[PROBLEM STATEMENT] Locate the line bearing "search: blue shirt sleeve" in the material below, then reproduce it and each following line up to and including the line bearing "search: black dress loafer".
** Opening PROVIDED MATERIAL block **
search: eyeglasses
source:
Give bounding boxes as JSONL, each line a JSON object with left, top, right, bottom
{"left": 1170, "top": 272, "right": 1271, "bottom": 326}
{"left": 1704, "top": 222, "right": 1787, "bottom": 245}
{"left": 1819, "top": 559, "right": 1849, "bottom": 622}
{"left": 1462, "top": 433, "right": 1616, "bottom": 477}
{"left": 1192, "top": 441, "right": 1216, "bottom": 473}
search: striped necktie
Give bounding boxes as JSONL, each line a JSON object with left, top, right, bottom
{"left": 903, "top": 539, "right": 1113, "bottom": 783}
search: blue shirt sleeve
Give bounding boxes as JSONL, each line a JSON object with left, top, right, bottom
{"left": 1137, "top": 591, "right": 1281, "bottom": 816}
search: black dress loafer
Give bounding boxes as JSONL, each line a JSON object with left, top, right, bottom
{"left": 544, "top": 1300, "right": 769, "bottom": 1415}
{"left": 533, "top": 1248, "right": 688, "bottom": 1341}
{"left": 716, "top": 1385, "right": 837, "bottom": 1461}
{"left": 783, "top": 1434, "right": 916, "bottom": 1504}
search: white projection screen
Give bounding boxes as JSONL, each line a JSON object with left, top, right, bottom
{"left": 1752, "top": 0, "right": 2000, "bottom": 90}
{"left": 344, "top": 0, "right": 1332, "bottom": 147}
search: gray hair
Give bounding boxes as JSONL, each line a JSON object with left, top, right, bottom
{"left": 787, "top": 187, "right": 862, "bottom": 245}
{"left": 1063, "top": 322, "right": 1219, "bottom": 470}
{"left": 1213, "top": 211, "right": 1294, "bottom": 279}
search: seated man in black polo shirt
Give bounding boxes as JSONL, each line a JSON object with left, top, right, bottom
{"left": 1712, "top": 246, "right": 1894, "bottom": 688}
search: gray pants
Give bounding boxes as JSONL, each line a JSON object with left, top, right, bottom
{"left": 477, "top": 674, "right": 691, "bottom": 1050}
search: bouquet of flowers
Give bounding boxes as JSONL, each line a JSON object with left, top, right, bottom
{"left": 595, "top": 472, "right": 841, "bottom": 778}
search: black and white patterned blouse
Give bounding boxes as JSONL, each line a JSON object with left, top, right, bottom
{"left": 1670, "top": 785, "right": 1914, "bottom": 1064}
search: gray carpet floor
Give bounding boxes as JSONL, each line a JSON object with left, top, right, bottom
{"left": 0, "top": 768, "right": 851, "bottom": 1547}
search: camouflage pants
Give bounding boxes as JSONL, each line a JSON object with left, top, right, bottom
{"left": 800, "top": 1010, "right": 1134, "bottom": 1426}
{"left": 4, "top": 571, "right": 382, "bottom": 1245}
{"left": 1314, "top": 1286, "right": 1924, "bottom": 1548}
** Closing PROVIDED MATERIAL block **
[SOLUTION TO THIS PROBLEM]
search: blue shirt sleeve
Give bounding boxes as JSONL, each line a JSON object with left, top, right, bottom
{"left": 1137, "top": 591, "right": 1281, "bottom": 816}
search: black dress loafer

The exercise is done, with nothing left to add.